Texto de origem:
================
Surgiram na cultura popular paródias cômicas grotescas de comportamento considerado gay, como em tiras em quadrinhos.

Na revista Mad de setembro de 1970, uma história em quadrinhos apresentava um personagem chamado Prissy Percy, que é zombado por rapazes esportistas americanos. A cena final revela que Percy é o Menino Azul.

A sensação e mensagem velada da história é homofóbica. Hedquist considera essa história o primeiro "passeio" do Menino Azul. Em 1976, uma história de Dennis, o Pimentinha, também apresentou o Menino Azul, que novamente foi rotulado como "afeminado".

"As ideias emergentes sobre como as pessoas veem os homens gays é muito importante para a forma como o Menino Azul se tornou um ícone", afirma Hedquist, "primeiro como fonte de ridicularização e depois como reapropriação".

A reapropriação veio na forma de uma revista gay publicada pela primeira vez em 1974, chamada Blue Boy (Menino Azul, em inglês).

A capa da primeira edição apresentou uma foto de Dale, um boxeador de Ohio, nos Estados Unidos, em homenagem à obra-prima de Gainsborough, mas sem calças e com um chapéu convenientemente reposicionado.
================
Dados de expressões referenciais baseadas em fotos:
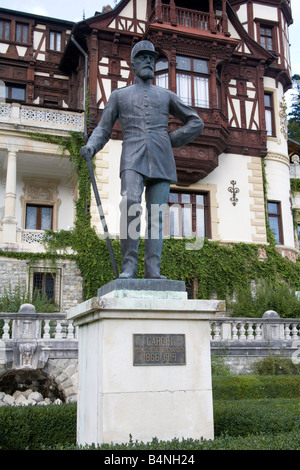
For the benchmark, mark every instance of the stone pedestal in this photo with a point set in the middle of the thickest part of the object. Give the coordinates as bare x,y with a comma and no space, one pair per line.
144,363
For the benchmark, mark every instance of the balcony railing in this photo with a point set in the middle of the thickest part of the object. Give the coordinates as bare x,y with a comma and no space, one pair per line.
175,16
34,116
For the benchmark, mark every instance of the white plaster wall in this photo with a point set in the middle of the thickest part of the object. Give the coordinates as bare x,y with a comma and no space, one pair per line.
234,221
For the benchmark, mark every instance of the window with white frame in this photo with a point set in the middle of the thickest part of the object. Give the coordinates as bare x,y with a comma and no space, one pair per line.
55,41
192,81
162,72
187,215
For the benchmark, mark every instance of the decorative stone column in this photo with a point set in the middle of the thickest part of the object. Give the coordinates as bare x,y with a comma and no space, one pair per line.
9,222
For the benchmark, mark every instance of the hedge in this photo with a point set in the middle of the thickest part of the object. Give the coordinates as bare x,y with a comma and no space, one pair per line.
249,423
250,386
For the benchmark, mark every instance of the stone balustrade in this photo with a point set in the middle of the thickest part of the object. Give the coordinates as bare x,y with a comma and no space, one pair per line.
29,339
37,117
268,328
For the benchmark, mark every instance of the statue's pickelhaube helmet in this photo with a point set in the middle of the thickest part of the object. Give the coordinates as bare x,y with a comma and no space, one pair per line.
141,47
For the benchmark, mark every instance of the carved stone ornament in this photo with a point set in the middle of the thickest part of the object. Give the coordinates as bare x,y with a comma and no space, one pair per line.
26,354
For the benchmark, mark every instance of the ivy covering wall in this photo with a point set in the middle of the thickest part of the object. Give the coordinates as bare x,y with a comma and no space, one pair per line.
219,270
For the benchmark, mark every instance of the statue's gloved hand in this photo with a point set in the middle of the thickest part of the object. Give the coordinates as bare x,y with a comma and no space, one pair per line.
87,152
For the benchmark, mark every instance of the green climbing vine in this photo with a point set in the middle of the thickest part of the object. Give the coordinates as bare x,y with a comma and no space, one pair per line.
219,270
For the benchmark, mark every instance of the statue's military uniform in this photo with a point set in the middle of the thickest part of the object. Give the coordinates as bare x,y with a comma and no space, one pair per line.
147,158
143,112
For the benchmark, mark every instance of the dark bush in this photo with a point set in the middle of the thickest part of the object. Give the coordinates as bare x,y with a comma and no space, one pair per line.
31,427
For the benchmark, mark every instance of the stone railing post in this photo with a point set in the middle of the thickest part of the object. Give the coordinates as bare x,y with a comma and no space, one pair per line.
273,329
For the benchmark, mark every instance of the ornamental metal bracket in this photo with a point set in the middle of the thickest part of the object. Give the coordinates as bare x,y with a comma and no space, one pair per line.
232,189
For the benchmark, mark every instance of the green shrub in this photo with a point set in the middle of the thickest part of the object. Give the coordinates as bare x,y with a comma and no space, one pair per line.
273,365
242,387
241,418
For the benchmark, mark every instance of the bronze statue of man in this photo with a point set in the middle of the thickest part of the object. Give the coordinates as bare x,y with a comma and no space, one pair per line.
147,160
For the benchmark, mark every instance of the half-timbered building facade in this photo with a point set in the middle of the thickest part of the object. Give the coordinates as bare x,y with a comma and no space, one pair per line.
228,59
================
Solicitação de trabalho 1: Devolva, sem alterações, tudo o que vai de "A sensação e" até "chapéu convenientemente reposicionado." no texto sobre o Menino Azul.
Solicitação de trabalho 2: Escreva a continuação do texto sobre o Menino Azul a partir do ponto em que ele termina.
Não é preciso consultar os registros.

Resposta esperada 1:
A sensação e mensagem velada da história é homofóbica. Hedquist considera essa história o primeiro "passeio" do Menino Azul. Em 1976, uma história de Dennis, o Pimentinha, também apresentou o Menino Azul, que novamente foi rotulado como "afeminado".

"As ideias emergentes sobre como as pessoas veem os homens gays é muito importante para a forma como o Menino Azul se tornou um ícone", afirma Hedquist, "primeiro como fonte de ridicularização e depois como reapropriação".

A reapropriação veio na forma de uma revista gay publicada pela primeira vez em 1974, chamada Blue Boy (Menino Azul, em inglês).

A capa da primeira edição apresentou uma foto de Dale, um boxeador de Ohio, nos Estados Unidos, em homenagem à obra-prima de Gainsborough, mas sem calças e com um chapéu convenientemente reposicionado.

Resposta esperada 2:
A revista, que foi criação do empresário Don N. Embinder, foi publicada até dezembro de 2007 e anunciava produtos e serviços com o Menino Azul como símbolo recorrente.

"A primeira agência de viagens gay chamou-se 'Blue Boy'", segundo Hedquist. "Eles tinham navios e hotéis onde os homens podiam ser abertamente gays, vestindo camisetas do Menino Azul e carregando malas de viagem com o personagem. Foi uma reapropriação completa e uma celebração de que o Menino Azul era gay".

No período após a Rebelião de Stonewall, em São Francisco (Estados Unidos), em 1969, o Menino Azul foi um símbolo de motivação e deixou um legado de diversos bares gays chamados "Blue Boy" em várias partes do mundo.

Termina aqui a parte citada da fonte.